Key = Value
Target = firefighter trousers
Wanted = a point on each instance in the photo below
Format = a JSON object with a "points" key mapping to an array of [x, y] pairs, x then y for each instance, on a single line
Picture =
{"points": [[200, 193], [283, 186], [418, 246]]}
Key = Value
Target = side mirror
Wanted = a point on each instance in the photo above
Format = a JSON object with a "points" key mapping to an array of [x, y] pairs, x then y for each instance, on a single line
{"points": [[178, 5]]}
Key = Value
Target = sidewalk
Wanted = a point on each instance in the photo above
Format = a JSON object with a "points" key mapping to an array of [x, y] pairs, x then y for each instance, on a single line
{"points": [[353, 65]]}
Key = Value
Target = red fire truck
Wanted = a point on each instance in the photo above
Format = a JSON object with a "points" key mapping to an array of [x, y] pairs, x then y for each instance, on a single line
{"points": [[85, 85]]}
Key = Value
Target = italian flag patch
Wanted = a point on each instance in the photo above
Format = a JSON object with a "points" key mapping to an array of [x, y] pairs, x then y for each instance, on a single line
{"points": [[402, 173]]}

### Task instructions
The whole listing must be reproduced exactly. Do not skip a line.

### Exercise output
Key = Value
Target = firefighter trousers
Wanted = a point on each instance in the photo below
Format = a JSON object with a "points" key mapping to an array of [x, y] pairs, x then y for each instance, on a single line
Picture =
{"points": [[200, 193], [283, 186], [418, 246]]}
Key = Value
Target = side mirror
Wanted = a point on each instance in the photo above
Format = a JSON object with a "points" key mapping to an array of [x, y] pairs, x then y for each instance, on a single line
{"points": [[178, 5]]}
Key = Value
Target = sidewalk
Wanted = a point on each instance in the photo above
Format = a JSON object with a "points" key mapping to an array of [x, y] pairs, x then y for each instance, on a single line
{"points": [[353, 65]]}
Key = Value
Target = red fire truck
Wanted = a point on each instance in the photo above
Format = a JSON object with a "points" key mapping to an array of [x, y] pairs, x then y for each instance, on a single line
{"points": [[85, 85]]}
Key = Value
Target = italian flag patch
Wanted = a point on each instance in the photo above
Format = a JSON object with a "points" key mapping to an array of [x, y] pairs, x then y for each instance, on a single line
{"points": [[402, 173]]}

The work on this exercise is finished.